**Tugas Anda**.
1. Salin dengan persis sebagian teks tentang Merapi. Mulailah pada kata-kata yang memuat "Pakar vulkanologi dan" dan berhentilah setelah "besar tahun 2010.".
2. Jawablah pertanyaan berikut berdasarkan teks tentang Merapi.
(a) Jabatan apa yang pernah dipegang Surono?
(b) Apa yang digambarkan Surono dengan ucapan bahwa Merapi "sudah tidak punya topi"?
(c) Menurut Surono, apa yang memicu letusan freatik?
3. Ringkaslah teks tentang Merapi dalam dua kalimat.

**Teks Dokumen**.
- - - - -

Pakar vulkanologi dan mantan Kepala Pusat Vulkanologi dan Mitigasi
Bencana Geologi (PVMBG), Surono, mengatakan bahwa situasi Merapi saat
ini seharusnya diwaspadai.
Dihubungi
Kompas.com,
Senin (18/11/2013), Surono mengatakan, Merapi perlu diwaspadai karena
sistem Merapi yang kini terbuka dan frekuensi hujan yang makin sering.
"Merapi
sekarang sudah tidak punya topi," ucapnya untuk menggambarkan
terbongkarnya kubah lava Merapi setelah letusan besar tahun 2010.
Sistem Merapi yang terbuka karena tak punya kubah lava menyebabkan interaksi antara air permukaan dan magma lebih mudah.
"Dengan
sistem terbuka, air hujan mudah masuk, berinteraksi dengan magma panas,
tekanan tinggi memicu letusan freatik," urai Surono.

- - - - -

**Baris yang Disediakan**.

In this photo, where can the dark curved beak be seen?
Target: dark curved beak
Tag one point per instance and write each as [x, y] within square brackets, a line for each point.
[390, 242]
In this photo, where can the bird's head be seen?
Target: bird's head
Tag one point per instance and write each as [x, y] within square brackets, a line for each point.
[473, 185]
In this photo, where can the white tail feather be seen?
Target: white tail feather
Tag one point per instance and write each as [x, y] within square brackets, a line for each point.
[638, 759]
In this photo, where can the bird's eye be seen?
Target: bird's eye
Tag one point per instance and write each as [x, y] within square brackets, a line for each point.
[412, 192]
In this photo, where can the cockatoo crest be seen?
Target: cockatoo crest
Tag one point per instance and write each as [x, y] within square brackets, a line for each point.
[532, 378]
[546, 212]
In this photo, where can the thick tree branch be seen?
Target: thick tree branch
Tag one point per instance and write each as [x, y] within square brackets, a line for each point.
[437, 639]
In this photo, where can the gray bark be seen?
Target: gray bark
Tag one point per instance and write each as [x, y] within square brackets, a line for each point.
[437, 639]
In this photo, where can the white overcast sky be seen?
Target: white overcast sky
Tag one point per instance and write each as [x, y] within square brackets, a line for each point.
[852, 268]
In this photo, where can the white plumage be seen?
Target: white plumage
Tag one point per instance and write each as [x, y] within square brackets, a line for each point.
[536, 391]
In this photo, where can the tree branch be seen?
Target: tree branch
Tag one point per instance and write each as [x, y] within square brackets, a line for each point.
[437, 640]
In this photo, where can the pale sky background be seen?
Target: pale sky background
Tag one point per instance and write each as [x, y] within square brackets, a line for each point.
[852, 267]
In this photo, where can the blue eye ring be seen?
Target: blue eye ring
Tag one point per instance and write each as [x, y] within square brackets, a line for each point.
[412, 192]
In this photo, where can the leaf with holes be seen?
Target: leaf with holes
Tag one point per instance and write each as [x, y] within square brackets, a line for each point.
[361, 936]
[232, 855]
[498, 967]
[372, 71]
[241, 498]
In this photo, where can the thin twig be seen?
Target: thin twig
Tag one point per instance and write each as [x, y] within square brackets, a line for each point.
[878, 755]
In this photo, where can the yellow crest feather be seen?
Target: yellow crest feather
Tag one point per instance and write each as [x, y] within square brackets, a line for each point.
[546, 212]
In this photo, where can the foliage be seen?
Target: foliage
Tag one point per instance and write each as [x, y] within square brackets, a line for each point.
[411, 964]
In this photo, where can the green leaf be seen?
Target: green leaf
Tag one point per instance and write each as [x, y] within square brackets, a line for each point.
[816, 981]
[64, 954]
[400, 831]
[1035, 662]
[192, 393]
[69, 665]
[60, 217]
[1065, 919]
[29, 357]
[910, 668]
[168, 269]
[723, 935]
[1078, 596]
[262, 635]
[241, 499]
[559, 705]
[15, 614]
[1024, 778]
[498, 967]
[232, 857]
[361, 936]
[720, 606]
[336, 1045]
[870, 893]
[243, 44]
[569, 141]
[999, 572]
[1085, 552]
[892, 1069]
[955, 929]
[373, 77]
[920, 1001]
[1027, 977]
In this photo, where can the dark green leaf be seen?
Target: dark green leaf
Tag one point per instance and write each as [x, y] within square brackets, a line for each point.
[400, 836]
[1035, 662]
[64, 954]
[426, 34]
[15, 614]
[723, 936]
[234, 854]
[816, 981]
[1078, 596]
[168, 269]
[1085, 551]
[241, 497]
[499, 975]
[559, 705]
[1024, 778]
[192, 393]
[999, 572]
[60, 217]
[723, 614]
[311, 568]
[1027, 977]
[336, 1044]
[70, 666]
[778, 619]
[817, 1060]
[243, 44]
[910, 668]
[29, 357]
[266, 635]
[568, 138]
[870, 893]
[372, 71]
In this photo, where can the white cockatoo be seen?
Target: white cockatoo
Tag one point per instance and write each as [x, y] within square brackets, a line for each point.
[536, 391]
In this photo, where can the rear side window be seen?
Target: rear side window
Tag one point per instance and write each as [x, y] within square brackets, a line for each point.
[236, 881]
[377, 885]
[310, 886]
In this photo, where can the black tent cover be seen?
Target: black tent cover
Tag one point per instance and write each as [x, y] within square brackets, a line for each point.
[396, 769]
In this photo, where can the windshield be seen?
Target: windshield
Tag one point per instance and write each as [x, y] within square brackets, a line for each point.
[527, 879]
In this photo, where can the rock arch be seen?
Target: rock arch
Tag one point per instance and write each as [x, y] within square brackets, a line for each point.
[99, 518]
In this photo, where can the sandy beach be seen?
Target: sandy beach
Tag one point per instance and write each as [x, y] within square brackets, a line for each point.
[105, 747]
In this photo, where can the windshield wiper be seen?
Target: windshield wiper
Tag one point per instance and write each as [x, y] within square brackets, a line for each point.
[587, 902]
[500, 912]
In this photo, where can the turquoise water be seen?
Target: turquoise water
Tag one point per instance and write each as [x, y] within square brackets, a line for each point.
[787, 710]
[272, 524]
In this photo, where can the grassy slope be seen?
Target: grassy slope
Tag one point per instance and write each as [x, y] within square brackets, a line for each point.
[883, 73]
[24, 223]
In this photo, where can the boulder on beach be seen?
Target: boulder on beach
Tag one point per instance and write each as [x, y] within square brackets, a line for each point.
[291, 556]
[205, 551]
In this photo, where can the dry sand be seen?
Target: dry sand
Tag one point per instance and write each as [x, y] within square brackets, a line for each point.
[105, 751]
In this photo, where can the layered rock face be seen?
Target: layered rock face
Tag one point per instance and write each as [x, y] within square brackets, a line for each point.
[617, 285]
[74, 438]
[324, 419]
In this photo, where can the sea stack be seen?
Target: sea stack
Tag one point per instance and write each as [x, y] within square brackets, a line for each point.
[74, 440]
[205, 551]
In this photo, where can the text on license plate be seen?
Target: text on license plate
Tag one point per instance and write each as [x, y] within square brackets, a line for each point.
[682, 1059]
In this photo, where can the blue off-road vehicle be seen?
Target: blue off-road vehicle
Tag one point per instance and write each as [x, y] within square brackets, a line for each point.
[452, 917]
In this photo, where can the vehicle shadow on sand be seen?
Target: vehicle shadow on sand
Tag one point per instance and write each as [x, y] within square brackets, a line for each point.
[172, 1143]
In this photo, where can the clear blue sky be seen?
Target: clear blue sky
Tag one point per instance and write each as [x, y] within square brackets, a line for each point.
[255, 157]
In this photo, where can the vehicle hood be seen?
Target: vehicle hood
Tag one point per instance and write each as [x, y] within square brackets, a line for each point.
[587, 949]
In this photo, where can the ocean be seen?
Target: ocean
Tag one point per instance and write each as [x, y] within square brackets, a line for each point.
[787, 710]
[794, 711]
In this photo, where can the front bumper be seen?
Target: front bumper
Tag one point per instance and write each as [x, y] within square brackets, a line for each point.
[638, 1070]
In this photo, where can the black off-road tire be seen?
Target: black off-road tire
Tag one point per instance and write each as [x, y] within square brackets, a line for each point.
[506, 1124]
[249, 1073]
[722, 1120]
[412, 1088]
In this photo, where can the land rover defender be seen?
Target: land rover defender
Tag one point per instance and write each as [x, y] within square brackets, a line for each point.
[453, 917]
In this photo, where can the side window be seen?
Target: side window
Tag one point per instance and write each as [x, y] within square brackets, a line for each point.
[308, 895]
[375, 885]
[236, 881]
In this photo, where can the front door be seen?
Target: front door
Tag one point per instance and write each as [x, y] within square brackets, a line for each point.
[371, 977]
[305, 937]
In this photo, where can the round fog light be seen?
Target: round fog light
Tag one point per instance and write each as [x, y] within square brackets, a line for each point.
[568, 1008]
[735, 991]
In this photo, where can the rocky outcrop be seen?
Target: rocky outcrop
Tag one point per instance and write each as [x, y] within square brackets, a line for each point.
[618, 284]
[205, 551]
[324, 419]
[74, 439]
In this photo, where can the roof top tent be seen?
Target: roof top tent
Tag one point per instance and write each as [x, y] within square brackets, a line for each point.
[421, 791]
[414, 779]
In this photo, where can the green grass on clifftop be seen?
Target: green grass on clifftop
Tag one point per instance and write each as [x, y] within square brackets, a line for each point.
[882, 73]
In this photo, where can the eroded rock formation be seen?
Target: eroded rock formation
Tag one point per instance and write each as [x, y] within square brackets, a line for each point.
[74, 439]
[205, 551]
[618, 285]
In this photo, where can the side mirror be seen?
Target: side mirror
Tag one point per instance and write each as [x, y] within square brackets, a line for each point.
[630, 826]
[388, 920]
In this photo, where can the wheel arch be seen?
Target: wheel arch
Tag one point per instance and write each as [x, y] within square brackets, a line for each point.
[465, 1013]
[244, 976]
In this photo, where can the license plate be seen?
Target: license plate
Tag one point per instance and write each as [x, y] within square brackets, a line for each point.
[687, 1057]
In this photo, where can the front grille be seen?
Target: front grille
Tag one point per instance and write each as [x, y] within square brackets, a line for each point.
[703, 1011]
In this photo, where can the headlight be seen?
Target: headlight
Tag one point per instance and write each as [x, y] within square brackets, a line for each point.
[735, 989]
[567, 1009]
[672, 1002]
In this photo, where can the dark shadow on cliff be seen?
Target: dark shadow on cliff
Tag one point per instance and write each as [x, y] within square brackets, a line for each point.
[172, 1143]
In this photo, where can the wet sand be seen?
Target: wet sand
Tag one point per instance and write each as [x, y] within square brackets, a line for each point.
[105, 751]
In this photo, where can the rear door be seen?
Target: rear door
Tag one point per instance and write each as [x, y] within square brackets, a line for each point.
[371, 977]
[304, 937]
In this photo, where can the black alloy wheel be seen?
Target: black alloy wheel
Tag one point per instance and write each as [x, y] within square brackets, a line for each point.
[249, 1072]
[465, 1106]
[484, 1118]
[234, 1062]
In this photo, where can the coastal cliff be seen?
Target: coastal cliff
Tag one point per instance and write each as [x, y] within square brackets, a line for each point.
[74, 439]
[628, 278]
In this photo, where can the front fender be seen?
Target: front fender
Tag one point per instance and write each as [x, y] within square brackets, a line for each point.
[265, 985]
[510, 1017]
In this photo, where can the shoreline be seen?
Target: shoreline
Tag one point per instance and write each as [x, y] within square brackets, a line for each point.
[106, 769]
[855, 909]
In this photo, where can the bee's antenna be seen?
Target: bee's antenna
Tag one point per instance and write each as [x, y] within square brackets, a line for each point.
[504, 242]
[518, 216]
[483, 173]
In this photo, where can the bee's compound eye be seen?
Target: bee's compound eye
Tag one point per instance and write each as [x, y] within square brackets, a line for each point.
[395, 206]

- - - - -

**Daftar Jawaban**.
1.
Pakar vulkanologi dan mantan Kepala Pusat Vulkanologi dan Mitigasi
Bencana Geologi (PVMBG), Surono, mengatakan bahwa situasi Merapi saat
ini seharusnya diwaspadai.
Dihubungi
Kompas.com,
Senin (18/11/2013), Surono mengatakan, Merapi perlu diwaspadai karena
sistem Merapi yang kini terbuka dan frekuensi hujan yang makin sering.
"Merapi
sekarang sudah tidak punya topi," ucapnya untuk menggambarkan
terbongkarnya kubah lava Merapi setelah letusan besar tahun 2010.

2.
(a) Surono adalah mantan Kepala Pusat Vulkanologi dan Mitigasi Bencana Geologi (PVMBG).
(b) Ucapan itu menggambarkan terbongkarnya kubah lava Merapi setelah letusan besar tahun 2010.
(c) Air hujan yang masuk berinteraksi dengan magma panas, lalu tekanan tinggi memicu letusan freatik.

3. Mantan Kepala PVMBG, Surono, mengatakan bahwa Merapi perlu diwaspadai karena sistemnya kini terbuka dan frekuensi hujan makin sering. Karena kubah lavanya terbongkar setelah letusan besar tahun 2010, air hujan mudah masuk dan berinteraksi dengan magma panas sehingga tekanan tinggi dapat memicu letusan freatik.